Exercise directions: State how many lines of the data below contain the string "blue", treating uppercase and lowercase as different. Give only the number.

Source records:
───

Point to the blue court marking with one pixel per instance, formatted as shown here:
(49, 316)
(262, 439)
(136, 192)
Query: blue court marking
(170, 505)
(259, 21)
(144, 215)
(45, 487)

───

Task result: 2